— TO DO —
Select every line in the records below that contains the word "peak" and reproduce each of those lines in full.

— ROWS —
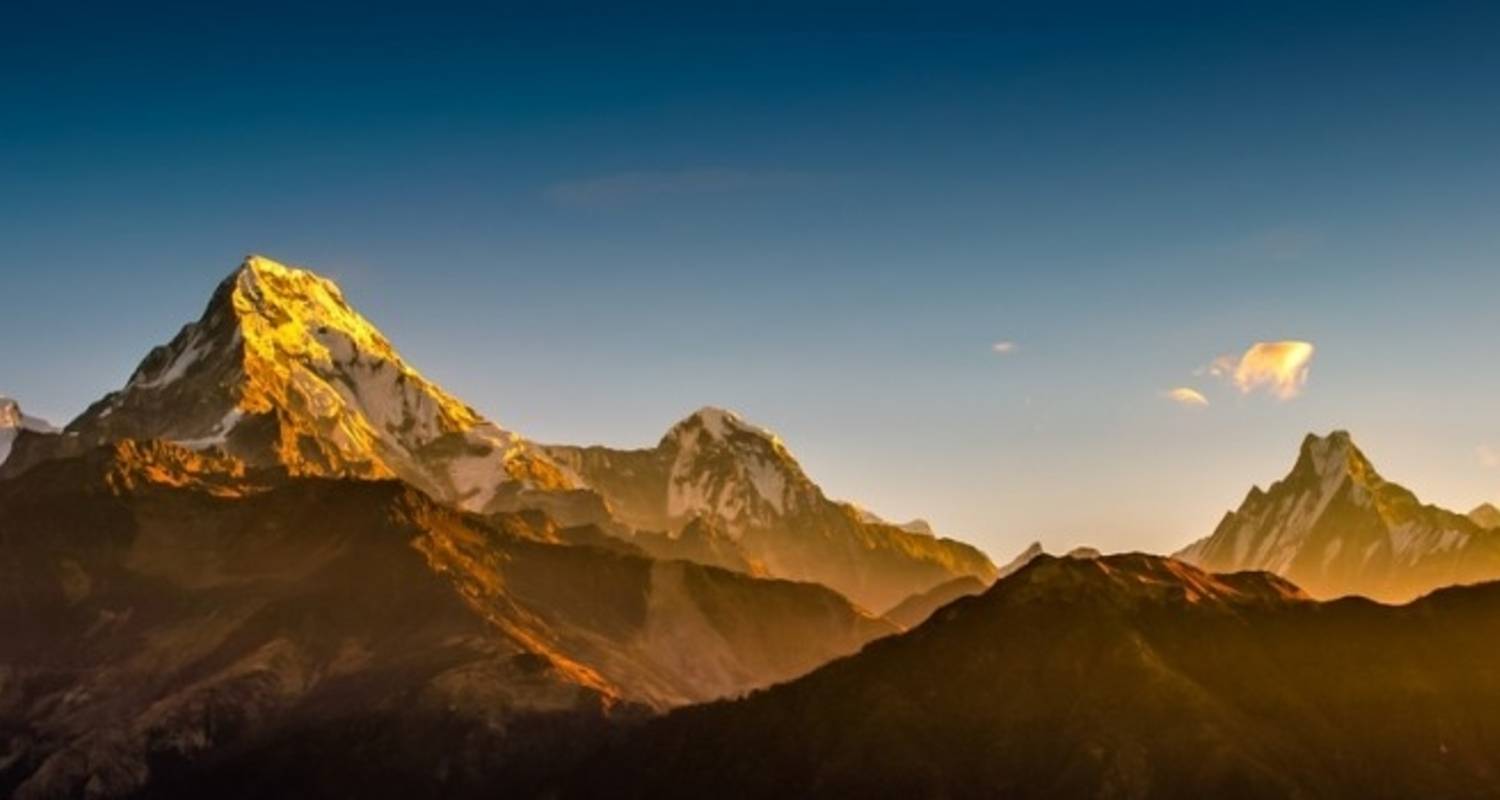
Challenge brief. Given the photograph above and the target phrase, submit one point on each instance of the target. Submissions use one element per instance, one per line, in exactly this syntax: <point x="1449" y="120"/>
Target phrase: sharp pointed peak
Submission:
<point x="1331" y="452"/>
<point x="719" y="424"/>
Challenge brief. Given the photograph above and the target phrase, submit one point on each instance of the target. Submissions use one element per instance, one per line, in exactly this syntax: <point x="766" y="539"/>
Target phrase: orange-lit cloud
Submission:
<point x="1280" y="368"/>
<point x="1184" y="395"/>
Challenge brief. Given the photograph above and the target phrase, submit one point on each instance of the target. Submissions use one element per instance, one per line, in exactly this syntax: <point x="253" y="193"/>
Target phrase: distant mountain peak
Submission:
<point x="732" y="470"/>
<point x="14" y="421"/>
<point x="1335" y="526"/>
<point x="282" y="369"/>
<point x="1485" y="515"/>
<point x="719" y="424"/>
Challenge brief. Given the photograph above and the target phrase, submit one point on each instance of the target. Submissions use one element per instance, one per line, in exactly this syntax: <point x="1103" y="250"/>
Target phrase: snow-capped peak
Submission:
<point x="281" y="368"/>
<point x="12" y="421"/>
<point x="732" y="470"/>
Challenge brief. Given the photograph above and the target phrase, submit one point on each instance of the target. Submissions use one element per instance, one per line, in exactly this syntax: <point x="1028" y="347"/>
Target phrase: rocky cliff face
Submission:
<point x="741" y="479"/>
<point x="165" y="608"/>
<point x="14" y="424"/>
<point x="1335" y="527"/>
<point x="1125" y="676"/>
<point x="282" y="371"/>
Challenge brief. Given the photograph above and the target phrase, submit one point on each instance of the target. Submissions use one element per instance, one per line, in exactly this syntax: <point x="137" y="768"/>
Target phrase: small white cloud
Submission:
<point x="1280" y="368"/>
<point x="1184" y="395"/>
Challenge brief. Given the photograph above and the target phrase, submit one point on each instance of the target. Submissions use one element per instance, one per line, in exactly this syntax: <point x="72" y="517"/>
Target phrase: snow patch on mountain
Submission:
<point x="12" y="421"/>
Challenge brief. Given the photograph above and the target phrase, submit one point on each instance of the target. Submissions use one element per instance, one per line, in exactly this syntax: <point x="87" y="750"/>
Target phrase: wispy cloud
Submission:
<point x="1280" y="368"/>
<point x="1188" y="396"/>
<point x="624" y="188"/>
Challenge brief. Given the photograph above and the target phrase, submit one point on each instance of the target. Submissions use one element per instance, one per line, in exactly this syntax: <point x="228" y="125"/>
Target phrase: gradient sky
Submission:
<point x="588" y="224"/>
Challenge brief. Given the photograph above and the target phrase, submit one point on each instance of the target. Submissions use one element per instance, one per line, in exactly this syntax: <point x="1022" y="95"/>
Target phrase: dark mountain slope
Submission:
<point x="165" y="610"/>
<point x="1125" y="676"/>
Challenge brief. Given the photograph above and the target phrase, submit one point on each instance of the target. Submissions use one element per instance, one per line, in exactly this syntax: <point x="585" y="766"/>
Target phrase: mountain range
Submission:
<point x="281" y="562"/>
<point x="1125" y="676"/>
<point x="1335" y="527"/>
<point x="279" y="371"/>
<point x="162" y="604"/>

— TASK SOLUTION —
Target phrase: sharp pointed peak
Target phrase: distant mountain peak
Target phrase: snow-capped peak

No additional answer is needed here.